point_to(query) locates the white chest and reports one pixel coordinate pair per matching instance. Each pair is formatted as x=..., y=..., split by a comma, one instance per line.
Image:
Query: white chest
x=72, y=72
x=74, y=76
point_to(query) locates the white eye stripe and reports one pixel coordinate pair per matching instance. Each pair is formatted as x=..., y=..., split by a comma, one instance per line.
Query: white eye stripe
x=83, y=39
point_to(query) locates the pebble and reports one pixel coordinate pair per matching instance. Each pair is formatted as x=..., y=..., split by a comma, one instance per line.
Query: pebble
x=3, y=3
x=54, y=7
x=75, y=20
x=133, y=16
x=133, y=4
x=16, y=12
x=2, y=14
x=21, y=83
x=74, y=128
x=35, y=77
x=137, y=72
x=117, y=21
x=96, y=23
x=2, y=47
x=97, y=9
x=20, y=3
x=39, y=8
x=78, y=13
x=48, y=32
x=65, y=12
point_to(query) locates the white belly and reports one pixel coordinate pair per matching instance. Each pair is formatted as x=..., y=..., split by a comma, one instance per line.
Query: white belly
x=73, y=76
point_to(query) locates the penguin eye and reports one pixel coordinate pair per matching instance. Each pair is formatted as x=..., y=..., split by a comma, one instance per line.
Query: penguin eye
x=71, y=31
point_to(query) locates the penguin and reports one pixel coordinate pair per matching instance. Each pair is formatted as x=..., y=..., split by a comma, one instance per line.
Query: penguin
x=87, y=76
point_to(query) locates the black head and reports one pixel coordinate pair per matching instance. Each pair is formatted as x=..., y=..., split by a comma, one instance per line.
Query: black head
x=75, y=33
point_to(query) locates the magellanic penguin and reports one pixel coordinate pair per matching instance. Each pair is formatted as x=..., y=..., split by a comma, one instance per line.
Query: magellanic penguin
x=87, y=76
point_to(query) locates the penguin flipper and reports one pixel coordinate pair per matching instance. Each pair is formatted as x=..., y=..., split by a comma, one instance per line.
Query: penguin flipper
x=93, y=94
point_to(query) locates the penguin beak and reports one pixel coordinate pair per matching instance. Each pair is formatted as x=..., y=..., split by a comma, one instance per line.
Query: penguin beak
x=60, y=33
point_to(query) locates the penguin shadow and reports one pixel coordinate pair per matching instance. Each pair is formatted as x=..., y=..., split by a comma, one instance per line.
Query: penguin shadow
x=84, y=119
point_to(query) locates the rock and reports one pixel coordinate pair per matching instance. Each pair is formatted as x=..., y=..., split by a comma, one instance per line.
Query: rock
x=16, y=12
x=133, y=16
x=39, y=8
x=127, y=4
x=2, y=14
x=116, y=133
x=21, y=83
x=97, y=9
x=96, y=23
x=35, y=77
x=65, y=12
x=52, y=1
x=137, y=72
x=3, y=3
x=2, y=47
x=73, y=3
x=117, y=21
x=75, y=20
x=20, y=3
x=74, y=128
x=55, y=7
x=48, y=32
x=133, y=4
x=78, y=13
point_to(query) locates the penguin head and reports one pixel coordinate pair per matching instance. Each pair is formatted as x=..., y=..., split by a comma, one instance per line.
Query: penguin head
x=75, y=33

STATED GOAL
Render every one of the records above as a two-column CSV with the header row request,answer. Each record gets its own row, with the full request text in the first field and its answer in the second, each field enclosed in double quotes and with any line breaks replaced by spaces.

EXERCISE RESULT
request,answer
"point_to(query) locates the white chest and reports one pixel coordinate pair per matching instance. Each pair is formatted as x=..., y=..., split by a comma, one instance per line. Image: Query: white chest","x=72, y=72 x=74, y=76"
"point_to(query) locates the white eye stripe and reports one pixel coordinate pair per matching instance. Each pair is formatted as x=..., y=..., split by a comma, one instance per line. Query: white eye stripe","x=83, y=39"
"point_to(query) locates the pebble and reports one pixel coordinate pair per matching instance. Each pair is formatted as x=..., y=..., split by a comma, one instance per line. Query: pebble","x=3, y=3 x=54, y=7 x=75, y=20 x=133, y=16 x=133, y=4 x=16, y=12 x=2, y=14 x=21, y=83 x=74, y=128 x=35, y=77 x=137, y=72 x=117, y=21 x=96, y=23 x=2, y=47 x=97, y=9 x=20, y=3 x=39, y=8 x=78, y=13 x=48, y=32 x=65, y=12"
"point_to(query) locates the white belly and reports one pixel coordinate pair per matching instance. Each pair is formatted as x=..., y=..., split by a comma, one instance per line. Query: white belly","x=73, y=76"
"point_to(query) locates the penguin eye and reports one pixel coordinate pair per matching instance. Each pair is formatted as x=..., y=..., split by a comma, one instance per line. Query: penguin eye","x=71, y=31"
"point_to(query) locates the penguin and reports one pixel coordinate pair per matching instance. Each pair is formatted as x=..., y=..., split by a comma, one instance per line. Query: penguin","x=87, y=76"
"point_to(query) locates the black head and reports one pixel coordinate pair per matching instance. Each pair is formatted as x=..., y=..., split by a comma, one instance per line. Query: black head","x=75, y=33"
"point_to(query) locates the magellanic penguin and reports one pixel coordinate pair per matching instance. Each pair is formatted as x=..., y=..., split by a comma, one instance per line. Query: magellanic penguin","x=87, y=76"
"point_to(query) locates the penguin flipper and reports one pixel coordinate pair per matching instance. Each pair is formatted as x=..., y=..., split by a comma, one instance per line. Query: penguin flipper","x=93, y=94"
"point_to(query) locates the penguin beak and reports one pixel coordinate pair per matching instance. Each pair is formatted as x=..., y=..., split by a comma, one instance per line. Query: penguin beak","x=60, y=33"
"point_to(query) locates the penguin shadow and reports one pixel coordinate pair per matching instance. Each pair is formatted as x=..., y=..., split by a comma, one instance per line. Query: penguin shadow","x=84, y=119"
"point_to(query) locates the rock and reports one pixel coordinate pair per matching instance. Each pair is formatted as x=..., y=..., split by a comma, one instance per line. Query: rock","x=16, y=12 x=133, y=16 x=39, y=8 x=127, y=4 x=2, y=14 x=116, y=133 x=21, y=83 x=97, y=9 x=96, y=23 x=35, y=77 x=65, y=12 x=52, y=1 x=137, y=72 x=3, y=3 x=2, y=47 x=73, y=3 x=117, y=21 x=75, y=20 x=20, y=3 x=74, y=128 x=55, y=7 x=48, y=32 x=133, y=4 x=78, y=13"
"point_to(query) locates the penguin head and reports one pixel coordinate pair per matching instance. Each pair is formatted as x=..., y=..., split by a comma, one instance per line. Query: penguin head","x=75, y=33"